═════ DATASET EXTRACT ═════

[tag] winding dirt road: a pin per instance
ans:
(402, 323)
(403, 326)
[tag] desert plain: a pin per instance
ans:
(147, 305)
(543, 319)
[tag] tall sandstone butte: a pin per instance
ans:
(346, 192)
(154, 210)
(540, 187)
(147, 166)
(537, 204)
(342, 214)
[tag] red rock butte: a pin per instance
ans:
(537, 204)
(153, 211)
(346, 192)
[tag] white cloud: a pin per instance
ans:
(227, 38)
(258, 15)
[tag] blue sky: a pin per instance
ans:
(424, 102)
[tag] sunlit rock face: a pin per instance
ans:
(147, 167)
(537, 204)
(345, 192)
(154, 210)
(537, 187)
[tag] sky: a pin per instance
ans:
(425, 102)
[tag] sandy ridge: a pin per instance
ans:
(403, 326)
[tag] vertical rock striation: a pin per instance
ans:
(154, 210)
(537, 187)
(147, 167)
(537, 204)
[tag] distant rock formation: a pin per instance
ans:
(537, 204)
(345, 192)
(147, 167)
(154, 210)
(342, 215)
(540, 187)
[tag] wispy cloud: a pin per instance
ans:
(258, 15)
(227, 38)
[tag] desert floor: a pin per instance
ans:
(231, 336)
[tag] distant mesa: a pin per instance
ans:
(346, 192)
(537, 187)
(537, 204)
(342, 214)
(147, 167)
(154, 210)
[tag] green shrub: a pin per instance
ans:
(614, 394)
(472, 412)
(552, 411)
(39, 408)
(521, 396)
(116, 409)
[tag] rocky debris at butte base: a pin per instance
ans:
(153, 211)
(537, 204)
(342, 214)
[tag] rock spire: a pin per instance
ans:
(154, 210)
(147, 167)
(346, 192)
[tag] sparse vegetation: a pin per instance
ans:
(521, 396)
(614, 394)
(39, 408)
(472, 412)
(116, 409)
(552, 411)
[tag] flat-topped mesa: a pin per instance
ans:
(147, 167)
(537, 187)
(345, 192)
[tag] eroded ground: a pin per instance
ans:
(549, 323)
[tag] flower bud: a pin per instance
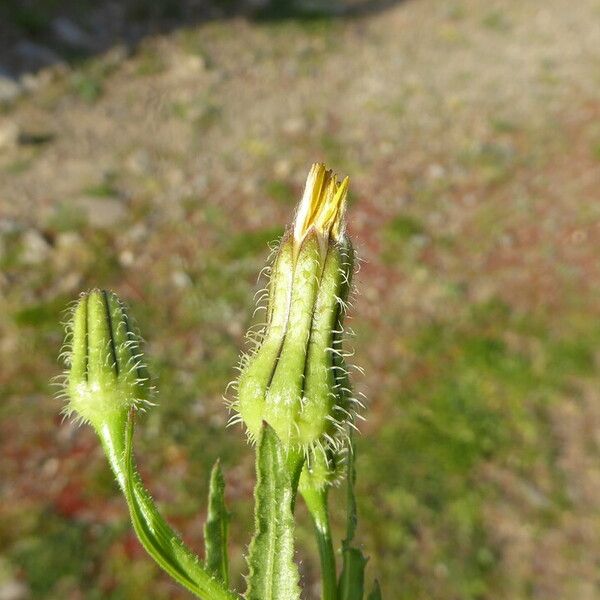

═════

[EXERCISE BRIEF]
Text only, no pictures: copy every entry exactly.

[RESULT]
[tag] winding dirt road: a pin per instance
ans:
(402, 323)
(403, 326)
[tag] desert plain: a pin per instance
ans:
(147, 305)
(543, 319)
[tag] tall sandstone butte: a pin per instance
ans:
(346, 192)
(154, 210)
(540, 187)
(147, 166)
(537, 204)
(342, 214)
[tag] red rock butte: a pin per instance
ans:
(537, 204)
(153, 211)
(346, 192)
[tag] white cloud: a pin per instance
ans:
(227, 38)
(258, 15)
[tag] blue sky: a pin per instance
ans:
(424, 102)
[tag] sunlit rock face: a pin per instance
ans:
(147, 167)
(537, 204)
(345, 192)
(154, 210)
(537, 187)
[tag] sky: a pin per instance
ans:
(425, 102)
[tag] sandy ridge: a pin per instance
ans:
(403, 326)
[tag] vertical rock striation: a pin per instance
ans:
(154, 210)
(537, 187)
(147, 167)
(537, 204)
[tag] distant rock formation: a pin per instance
ans:
(537, 204)
(345, 192)
(147, 167)
(154, 210)
(342, 215)
(540, 187)
[tag] wispy cloud: a pin per instance
ans:
(258, 15)
(227, 38)
[tag] desert floor: a pin per instance
ans:
(231, 336)
[tag] distant mesa: a pin per instance
ans:
(346, 192)
(537, 187)
(537, 204)
(342, 214)
(147, 167)
(154, 210)
[tag] green shrub: a pin per instance
ans:
(614, 394)
(472, 412)
(552, 411)
(39, 408)
(521, 396)
(116, 409)
[tag] rocky debris at butte base: a pin per instance
ans:
(153, 211)
(537, 204)
(342, 214)
[tag] rock spire: a pin per instance
ans:
(154, 210)
(147, 167)
(346, 192)
[tag] sparse vegetation: a pin per instance
ans:
(521, 396)
(614, 394)
(39, 408)
(472, 412)
(116, 409)
(552, 411)
[tag] flat-topped mesa: a pin per instance
ans:
(147, 167)
(537, 187)
(345, 192)
[tag] eroded ground: a pin per instance
ans:
(549, 323)
[tag] flower bud: a pin per instance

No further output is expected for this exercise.